● **Page**
Wind

Question 1

True or False: Hot air is more dense than cold air

Answer 1

False - less dense

Question 2

What is the Coriolis Force based on? In northern hemisphere, how will air move?

Answer 2

Coriolis force is the apparent bending force that can be seen due to the earth rotating on its axis.

The movement in the northern hemisphere moves to the right because the earth rotates anticlockwise. So air rises up towards the north pole then to the right and back down to the equator.

Question 3

True or false: In the Southern hemisphere, particles bend towards the right and wind tends to rotate anticlockwise from high to low pressure.

Answer 3

False - northern hemisphere.

Question 4

What is geostrophic wind?

Answer 4

Global wind

Question 5

True or False:
1) Geostrophic wind is driven by temperature differences, and thus pressure differences.

2) Geostrophic wind is very much influenced by the surface of the earth.

● **Task**
Please say whether each statement agrees with the wind notes, answering yes or no and quoting the words that decide it: (a) Hot air is less dense than cold air. (b) The Coriolis force comes from the earth rotating on its axis. (c) In the Southern hemisphere, particles bend toward the right. The data that comes after the wind notes is separate material.

● **Supplied data**
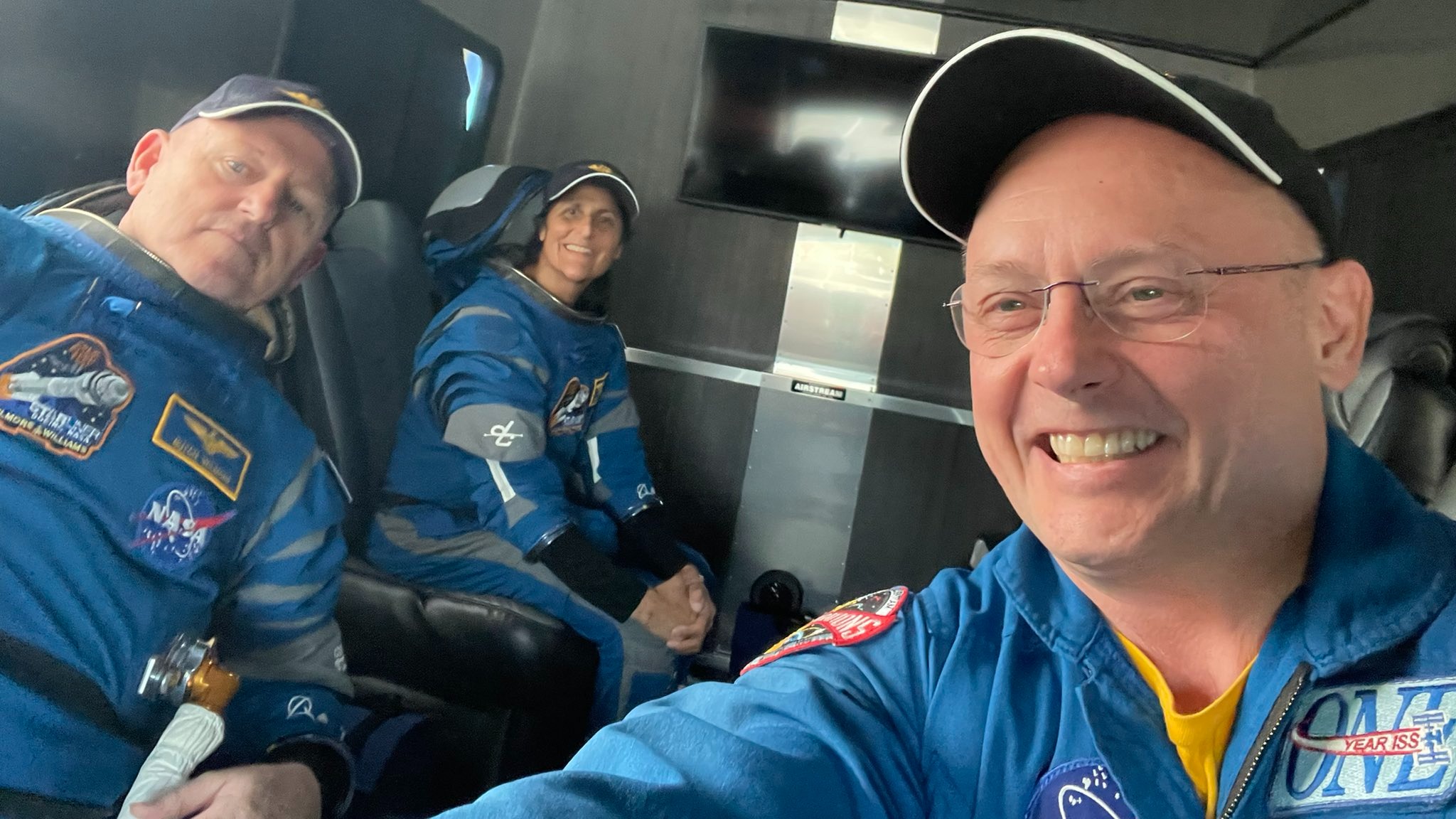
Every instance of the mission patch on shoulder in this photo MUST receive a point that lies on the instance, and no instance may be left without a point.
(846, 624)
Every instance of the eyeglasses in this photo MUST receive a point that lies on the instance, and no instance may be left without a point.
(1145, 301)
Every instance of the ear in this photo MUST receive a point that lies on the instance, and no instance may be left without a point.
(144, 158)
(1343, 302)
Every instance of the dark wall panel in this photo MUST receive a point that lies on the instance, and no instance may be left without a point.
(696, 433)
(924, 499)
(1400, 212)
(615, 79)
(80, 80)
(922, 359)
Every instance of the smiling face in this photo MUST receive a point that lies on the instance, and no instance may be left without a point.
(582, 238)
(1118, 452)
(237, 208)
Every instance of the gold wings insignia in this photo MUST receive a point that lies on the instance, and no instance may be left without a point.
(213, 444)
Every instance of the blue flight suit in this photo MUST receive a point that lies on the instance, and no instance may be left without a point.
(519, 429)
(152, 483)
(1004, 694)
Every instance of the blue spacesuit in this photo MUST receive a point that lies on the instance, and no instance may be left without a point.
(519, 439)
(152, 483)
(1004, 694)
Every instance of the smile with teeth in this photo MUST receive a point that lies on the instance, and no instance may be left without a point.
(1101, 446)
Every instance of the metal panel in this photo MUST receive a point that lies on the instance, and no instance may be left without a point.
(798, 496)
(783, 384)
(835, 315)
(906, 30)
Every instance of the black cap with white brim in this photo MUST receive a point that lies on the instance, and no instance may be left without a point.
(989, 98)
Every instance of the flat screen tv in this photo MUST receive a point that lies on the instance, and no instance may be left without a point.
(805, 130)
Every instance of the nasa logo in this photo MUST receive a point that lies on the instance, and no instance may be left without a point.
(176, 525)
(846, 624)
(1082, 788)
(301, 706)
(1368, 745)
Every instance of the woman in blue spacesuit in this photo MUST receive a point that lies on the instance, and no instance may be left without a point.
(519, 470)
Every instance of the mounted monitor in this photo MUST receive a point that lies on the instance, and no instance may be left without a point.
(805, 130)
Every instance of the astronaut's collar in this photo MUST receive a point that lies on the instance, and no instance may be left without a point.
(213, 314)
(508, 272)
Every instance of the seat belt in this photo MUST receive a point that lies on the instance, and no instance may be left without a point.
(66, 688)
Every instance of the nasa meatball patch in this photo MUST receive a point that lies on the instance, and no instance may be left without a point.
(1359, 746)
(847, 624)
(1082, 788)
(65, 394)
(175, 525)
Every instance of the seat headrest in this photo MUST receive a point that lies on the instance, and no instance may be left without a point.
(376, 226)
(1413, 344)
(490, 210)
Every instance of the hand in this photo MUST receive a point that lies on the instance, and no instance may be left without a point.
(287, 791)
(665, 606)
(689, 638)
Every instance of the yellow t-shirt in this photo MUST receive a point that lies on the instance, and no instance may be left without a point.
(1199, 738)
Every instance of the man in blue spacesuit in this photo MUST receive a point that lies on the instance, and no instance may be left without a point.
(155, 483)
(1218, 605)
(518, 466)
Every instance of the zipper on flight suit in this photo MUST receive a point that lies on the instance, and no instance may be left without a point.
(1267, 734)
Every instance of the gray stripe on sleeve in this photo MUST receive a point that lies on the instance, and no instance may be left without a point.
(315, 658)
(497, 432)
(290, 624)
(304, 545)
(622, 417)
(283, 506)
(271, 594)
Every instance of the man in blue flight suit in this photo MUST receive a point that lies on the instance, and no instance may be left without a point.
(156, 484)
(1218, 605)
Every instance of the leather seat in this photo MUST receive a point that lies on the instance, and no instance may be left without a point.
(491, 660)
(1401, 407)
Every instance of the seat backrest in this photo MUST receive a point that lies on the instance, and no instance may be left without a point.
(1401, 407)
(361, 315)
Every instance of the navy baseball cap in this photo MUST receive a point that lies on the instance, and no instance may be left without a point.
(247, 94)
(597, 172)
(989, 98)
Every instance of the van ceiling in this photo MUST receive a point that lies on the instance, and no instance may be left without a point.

● **Full answer**
(a) Yes: "False - less dense"
(b) Yes: "the apparent bending force that can be seen due to the earth rotating on its axis"
(c) No: "False - northern hemisphere."